Exercise objective: Reproduce the lines below from the one that contains "cabinet handle in the photo above." through the end, inclusive, and add nothing.

Object point labels:
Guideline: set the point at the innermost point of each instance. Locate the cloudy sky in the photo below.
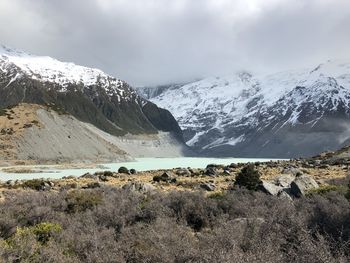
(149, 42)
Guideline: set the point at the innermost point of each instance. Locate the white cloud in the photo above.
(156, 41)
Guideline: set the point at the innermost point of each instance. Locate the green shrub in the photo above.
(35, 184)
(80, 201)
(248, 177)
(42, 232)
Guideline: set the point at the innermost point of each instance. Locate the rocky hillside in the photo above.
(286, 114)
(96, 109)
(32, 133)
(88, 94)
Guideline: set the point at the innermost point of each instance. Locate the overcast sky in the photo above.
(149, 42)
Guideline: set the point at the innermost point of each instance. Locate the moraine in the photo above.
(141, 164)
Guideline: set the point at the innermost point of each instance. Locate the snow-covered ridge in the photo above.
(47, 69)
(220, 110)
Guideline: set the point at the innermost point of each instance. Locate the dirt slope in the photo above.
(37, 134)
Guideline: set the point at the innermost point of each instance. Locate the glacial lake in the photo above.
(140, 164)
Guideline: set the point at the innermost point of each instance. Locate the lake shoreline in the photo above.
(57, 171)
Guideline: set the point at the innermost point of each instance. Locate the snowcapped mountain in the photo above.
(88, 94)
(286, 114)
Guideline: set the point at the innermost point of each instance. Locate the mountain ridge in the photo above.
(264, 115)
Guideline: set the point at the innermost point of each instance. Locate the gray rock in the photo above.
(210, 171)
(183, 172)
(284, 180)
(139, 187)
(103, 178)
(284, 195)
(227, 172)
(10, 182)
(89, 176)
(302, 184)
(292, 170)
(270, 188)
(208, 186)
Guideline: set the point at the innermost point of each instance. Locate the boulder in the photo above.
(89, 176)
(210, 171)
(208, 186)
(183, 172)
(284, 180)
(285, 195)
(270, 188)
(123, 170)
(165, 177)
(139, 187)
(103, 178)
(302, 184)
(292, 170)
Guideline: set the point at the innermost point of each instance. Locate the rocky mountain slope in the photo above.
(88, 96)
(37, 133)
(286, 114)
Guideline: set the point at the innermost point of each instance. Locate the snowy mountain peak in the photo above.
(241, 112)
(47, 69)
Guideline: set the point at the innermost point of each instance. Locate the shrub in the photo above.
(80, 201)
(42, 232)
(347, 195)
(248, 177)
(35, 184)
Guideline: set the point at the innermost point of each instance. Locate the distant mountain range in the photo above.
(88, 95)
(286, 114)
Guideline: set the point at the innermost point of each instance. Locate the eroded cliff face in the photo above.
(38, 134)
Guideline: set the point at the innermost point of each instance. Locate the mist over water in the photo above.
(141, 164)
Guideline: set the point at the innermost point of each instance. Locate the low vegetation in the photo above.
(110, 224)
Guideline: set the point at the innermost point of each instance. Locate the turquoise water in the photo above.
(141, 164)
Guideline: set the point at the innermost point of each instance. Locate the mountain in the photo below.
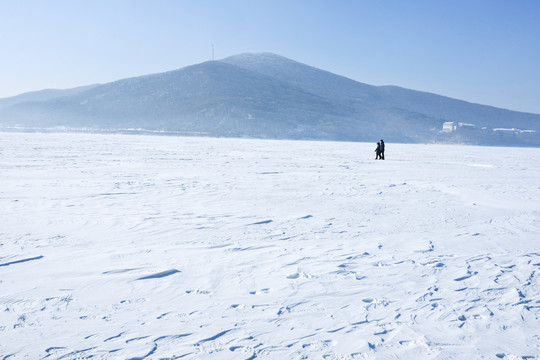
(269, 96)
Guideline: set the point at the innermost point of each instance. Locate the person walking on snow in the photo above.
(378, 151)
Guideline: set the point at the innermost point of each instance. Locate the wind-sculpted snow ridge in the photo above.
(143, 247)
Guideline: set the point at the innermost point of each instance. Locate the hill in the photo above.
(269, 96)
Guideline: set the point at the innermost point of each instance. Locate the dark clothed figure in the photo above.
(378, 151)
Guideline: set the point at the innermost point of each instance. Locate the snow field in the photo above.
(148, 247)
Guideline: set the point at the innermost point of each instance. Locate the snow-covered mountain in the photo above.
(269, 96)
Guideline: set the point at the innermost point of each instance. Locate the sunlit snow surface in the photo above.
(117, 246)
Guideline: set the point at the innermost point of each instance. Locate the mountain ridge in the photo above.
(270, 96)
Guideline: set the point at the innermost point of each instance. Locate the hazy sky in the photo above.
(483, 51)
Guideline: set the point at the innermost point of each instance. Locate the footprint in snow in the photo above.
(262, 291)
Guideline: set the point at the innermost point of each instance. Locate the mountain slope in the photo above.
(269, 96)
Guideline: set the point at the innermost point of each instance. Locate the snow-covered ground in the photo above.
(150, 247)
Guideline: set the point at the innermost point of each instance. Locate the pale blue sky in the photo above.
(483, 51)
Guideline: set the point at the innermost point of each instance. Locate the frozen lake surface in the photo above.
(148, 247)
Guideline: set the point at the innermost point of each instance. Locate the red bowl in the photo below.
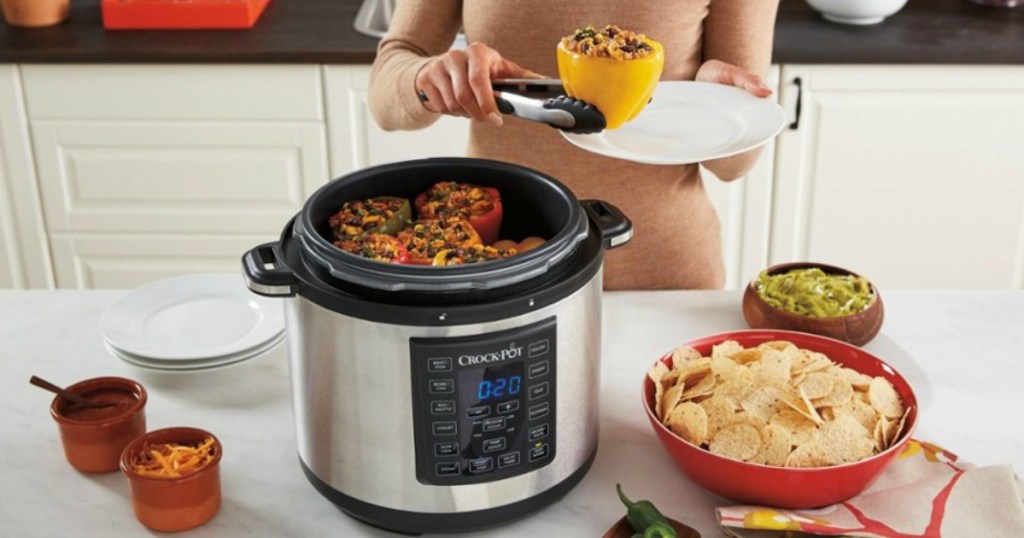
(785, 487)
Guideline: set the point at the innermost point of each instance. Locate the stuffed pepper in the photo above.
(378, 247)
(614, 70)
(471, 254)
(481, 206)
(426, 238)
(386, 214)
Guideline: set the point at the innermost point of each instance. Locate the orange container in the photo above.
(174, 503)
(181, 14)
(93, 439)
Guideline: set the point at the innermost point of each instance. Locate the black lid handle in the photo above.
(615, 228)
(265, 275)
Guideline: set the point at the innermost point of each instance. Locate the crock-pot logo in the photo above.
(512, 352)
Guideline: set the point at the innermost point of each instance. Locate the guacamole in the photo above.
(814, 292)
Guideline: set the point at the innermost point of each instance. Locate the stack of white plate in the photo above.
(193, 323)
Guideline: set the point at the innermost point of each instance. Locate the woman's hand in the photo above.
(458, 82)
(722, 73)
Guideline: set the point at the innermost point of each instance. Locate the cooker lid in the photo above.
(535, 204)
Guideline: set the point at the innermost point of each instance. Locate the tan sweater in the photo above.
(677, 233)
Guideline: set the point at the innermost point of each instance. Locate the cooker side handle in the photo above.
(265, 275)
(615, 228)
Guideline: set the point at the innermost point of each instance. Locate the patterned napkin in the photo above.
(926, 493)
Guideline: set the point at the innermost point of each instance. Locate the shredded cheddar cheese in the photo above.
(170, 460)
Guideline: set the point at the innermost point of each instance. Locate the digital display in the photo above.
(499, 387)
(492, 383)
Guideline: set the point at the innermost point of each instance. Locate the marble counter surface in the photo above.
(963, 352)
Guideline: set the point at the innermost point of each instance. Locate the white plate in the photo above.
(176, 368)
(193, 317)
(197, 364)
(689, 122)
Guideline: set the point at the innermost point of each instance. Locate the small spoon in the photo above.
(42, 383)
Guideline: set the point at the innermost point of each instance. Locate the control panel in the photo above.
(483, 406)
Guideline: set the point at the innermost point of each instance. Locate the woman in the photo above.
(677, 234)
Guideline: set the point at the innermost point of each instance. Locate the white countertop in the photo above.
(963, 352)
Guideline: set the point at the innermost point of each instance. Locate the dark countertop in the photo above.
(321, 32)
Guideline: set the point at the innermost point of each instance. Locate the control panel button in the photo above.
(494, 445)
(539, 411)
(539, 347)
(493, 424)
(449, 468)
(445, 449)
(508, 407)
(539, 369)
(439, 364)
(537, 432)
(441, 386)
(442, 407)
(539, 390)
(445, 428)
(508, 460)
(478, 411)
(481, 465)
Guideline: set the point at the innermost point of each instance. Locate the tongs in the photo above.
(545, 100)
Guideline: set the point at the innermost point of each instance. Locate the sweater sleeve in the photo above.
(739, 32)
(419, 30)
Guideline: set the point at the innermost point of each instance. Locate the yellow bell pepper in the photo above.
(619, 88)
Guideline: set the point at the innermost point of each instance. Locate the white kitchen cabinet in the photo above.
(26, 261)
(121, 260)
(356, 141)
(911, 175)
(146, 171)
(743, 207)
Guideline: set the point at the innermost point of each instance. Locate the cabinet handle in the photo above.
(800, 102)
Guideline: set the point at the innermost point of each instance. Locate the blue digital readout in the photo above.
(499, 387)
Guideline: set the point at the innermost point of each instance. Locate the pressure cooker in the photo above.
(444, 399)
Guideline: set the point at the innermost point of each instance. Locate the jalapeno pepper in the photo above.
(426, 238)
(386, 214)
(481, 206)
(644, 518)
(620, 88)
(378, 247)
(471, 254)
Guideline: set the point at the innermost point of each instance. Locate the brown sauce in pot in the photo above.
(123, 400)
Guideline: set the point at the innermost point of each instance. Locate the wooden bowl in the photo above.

Solution to the problem:
Guideline: set the point at the innermost point of each instance. Locate the cabinet handle in the photo above.
(800, 102)
Guideline: set the point at the innermost point of each instance. Locate the blue digital readout in the photo above.
(499, 387)
Guideline: set the point at the innermost point of each instance. Locate the pressure cooker in the photo above.
(444, 399)
Guideline: set the point at the innermost point of each instance. Locate the jalapeno pepper in the photo above.
(426, 238)
(386, 214)
(481, 206)
(644, 518)
(620, 88)
(378, 247)
(471, 254)
Guideline: set the point at the innermost point of each instance. Locate the brown sauce in pot in the photo above.
(123, 400)
Guideline: set the point at the innermost point of each instance. Locate the wooden bowl in the photo above.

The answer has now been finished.